Problem statement: Write out the material below word for word, from its first line through the line that contains "89), (118, 97)]", and include both of those lines.
───── Supplied records
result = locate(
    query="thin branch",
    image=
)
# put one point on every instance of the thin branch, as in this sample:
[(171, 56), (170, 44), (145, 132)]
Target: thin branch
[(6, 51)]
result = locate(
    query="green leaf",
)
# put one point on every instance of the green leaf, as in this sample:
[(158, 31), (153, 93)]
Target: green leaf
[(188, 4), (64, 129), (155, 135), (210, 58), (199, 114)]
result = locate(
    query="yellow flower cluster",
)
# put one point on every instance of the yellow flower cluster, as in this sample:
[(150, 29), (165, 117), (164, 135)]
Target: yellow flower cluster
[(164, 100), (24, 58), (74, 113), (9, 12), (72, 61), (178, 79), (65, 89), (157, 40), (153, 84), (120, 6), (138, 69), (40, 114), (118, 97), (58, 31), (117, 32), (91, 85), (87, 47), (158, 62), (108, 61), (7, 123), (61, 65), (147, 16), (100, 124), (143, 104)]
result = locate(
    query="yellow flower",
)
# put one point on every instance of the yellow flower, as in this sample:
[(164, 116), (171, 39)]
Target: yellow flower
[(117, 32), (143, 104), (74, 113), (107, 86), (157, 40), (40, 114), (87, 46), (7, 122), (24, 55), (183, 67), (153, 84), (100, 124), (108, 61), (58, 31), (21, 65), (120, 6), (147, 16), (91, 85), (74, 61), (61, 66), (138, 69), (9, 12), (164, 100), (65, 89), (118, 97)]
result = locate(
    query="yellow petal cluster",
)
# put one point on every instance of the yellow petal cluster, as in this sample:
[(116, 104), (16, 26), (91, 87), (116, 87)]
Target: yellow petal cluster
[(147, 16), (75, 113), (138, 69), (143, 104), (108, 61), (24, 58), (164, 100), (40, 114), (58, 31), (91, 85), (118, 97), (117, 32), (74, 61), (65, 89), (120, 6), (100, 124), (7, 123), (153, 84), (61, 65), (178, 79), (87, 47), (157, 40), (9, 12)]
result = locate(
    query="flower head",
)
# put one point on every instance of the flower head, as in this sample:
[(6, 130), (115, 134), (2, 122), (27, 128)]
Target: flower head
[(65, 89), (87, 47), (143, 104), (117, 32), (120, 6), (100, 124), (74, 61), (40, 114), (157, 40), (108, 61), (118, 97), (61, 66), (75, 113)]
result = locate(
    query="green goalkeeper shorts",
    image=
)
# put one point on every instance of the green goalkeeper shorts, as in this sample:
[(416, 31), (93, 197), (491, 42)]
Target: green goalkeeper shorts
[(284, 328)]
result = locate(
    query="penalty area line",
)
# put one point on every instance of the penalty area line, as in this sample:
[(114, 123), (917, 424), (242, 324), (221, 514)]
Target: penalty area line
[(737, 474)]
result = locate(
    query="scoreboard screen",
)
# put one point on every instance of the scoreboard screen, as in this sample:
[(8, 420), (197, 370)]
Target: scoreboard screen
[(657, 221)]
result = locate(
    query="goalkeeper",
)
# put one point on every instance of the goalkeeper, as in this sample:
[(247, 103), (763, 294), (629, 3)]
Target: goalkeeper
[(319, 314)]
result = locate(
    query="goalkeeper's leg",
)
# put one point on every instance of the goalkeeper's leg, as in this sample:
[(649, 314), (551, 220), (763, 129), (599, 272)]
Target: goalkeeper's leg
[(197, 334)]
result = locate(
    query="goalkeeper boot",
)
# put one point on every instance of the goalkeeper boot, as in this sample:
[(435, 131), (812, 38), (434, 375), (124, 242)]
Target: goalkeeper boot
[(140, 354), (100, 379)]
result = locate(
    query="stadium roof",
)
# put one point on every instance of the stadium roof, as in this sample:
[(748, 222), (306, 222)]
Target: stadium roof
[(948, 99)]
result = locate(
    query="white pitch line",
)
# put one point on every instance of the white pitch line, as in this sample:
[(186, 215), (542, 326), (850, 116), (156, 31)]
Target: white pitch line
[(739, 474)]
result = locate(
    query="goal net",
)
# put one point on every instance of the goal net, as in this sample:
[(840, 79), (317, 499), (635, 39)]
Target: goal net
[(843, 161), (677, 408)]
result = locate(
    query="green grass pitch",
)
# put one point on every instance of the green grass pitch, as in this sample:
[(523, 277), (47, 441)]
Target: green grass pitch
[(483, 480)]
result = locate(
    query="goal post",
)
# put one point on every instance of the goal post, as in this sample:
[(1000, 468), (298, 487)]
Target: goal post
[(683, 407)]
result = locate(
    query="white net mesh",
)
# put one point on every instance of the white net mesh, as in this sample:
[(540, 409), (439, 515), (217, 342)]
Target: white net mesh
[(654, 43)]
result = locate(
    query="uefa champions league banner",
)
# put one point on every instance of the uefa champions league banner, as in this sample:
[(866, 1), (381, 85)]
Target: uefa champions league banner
──────────
Exercise solution:
result = locate(
    query="thin branch",
    image=
)
# put one point on every instance of the thin branch, as in this sample:
[(171, 56), (170, 44), (145, 132)]
Target: thin branch
[(6, 51)]
result = locate(
    query="green leaf",
)
# put one point on every instance of the green leaf, as in this sample:
[(158, 31), (153, 93)]
Target: green leaf
[(188, 4), (64, 129), (155, 135), (210, 58), (199, 114)]
result = locate(
    query="yellow flower cluster",
)
# put one point on every instance of the yellow flower cluster, as in this sample:
[(150, 29), (165, 117), (164, 135)]
Target: yellow flower cluster
[(164, 100), (24, 58), (74, 113), (9, 12), (72, 61), (178, 79), (65, 89), (157, 40), (153, 84), (120, 6), (138, 69), (40, 114), (118, 97), (58, 31), (117, 32), (91, 85), (87, 47), (158, 62), (108, 61), (7, 123), (61, 65), (147, 16), (100, 124), (143, 104)]
result = locate(
    query="yellow flower",
)
# put one point on every instance of the yellow flower, as in this sample:
[(164, 116), (171, 39)]
Target: yellow flower
[(117, 32), (143, 104), (74, 113), (107, 86), (157, 40), (40, 114), (87, 46), (7, 122), (24, 55), (183, 67), (153, 84), (100, 124), (108, 61), (58, 31), (21, 65), (120, 6), (147, 16), (91, 85), (74, 61), (61, 66), (138, 69), (9, 12), (164, 100), (65, 89), (118, 97)]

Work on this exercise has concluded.